Воспроизведите без изменений отрывок из фрагмента о генералах Военной галереи: от слов «Архив сохранил свидетельство, связанное» до слов «Михаилу Леонтьевичу Булатову.» включительно.

━━━ Фрагмент документа

Архив сохранил свидетельство, связанное с историей создания Военной галереи, подтверждающее бесцеремонное, граничащее с грубостью отношение штабных чиновников к некоторым генералам, в частности, к Михаилу Леонтьевичу Булатову.
Приехав в Петербург по делам службы в начале 1823 года, он подал рапорт в Инспекторский департамент, ссылаясь на статью в «Русском инвалиде» и прося дать ему возможность безотлагательно быть написанным Доу, так как вскоре обязан был уехать из столицы к месту службы. На эту, казалось бы, столь естественную просьбу заслуженный шестидесятитрехлетний воин получил ответ, гласивший: «Портреты пишутся с тех только из господ генералов, участвовавших в прошедшую с французами войну, о коих воспоследует на то особое высочайшее повеление, но о вашем превосходительстве такового еще не было».
Второй по возрасту – генерал-майор Петр Никифорович Ивашев (1767–1838). Начало его военной службы типично для богатого дворянина конца XVIII века, обладавшего хорошими связями в столице. Восьми лет от роду Ивашев записан прямо сержантом в гвардейский Преображенский полк и двадцати лет выпущен ротмистром в Полтавский легкоконный полк.
Юноша был для своего времени хорошо образован, по формулярному списку он знал кроме русского «французский и немецкий языки, геометрию, архитектуру гражданскую и военную и рисование». Помимо строевых обязанностей, освоенных с отличием при штурме Очакова, Ивашеву довелось скоро узнать и саперную службу – заготовлять фашины, штурмовые лестницы и устраивать бреш-батареи для штурма Измаила, при котором он снова отличился храбростью и был ранен. Деятельный, толковый и отважный молодой офицер расположил к себе Суворова и быстро по его представлению получил чины секунд– и премьер-майора, в 1794 году – подполковника, в 1795 году – полковника. Ивашев успешно исполнял хлопотливую должность генерал-квартирмейстера штаба Суворова и тридцати одного года от роду, в 1798 году, произведен в генерал-майоры. Вскоре вышел в отставку «по приключившейся болезни».

━━━━━━
━━━ Исходные записи

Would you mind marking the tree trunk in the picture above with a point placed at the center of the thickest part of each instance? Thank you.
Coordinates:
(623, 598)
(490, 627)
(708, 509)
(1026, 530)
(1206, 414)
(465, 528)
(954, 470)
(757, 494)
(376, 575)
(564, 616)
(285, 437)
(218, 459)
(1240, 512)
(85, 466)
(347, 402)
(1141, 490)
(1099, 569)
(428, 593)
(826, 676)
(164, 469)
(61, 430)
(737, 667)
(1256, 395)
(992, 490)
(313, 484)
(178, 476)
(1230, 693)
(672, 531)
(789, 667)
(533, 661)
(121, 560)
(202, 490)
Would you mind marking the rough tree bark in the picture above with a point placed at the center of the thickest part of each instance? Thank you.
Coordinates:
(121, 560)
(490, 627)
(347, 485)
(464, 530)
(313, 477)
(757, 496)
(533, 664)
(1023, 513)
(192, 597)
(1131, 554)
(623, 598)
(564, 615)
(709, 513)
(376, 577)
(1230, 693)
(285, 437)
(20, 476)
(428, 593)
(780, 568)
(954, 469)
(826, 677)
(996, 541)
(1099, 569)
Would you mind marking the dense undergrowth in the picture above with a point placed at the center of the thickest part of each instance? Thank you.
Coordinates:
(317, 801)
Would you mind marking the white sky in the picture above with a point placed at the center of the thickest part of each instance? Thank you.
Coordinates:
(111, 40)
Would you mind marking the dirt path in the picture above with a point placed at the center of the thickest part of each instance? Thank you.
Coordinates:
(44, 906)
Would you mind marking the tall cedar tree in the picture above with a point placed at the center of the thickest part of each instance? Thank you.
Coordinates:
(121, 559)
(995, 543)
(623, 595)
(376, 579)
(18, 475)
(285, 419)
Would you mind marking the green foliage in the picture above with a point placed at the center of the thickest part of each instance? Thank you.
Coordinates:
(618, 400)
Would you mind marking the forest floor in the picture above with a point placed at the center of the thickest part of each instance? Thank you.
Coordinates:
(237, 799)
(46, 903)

━━━━━━

• _Ожидаемый ответ_:
Архив сохранил свидетельство, связанное с историей создания Военной галереи, подтверждающее бесцеремонное, граничащее с грубостью отношение штабных чиновников к некоторым генералам, в частности, к Михаилу Леонтьевичу Булатову.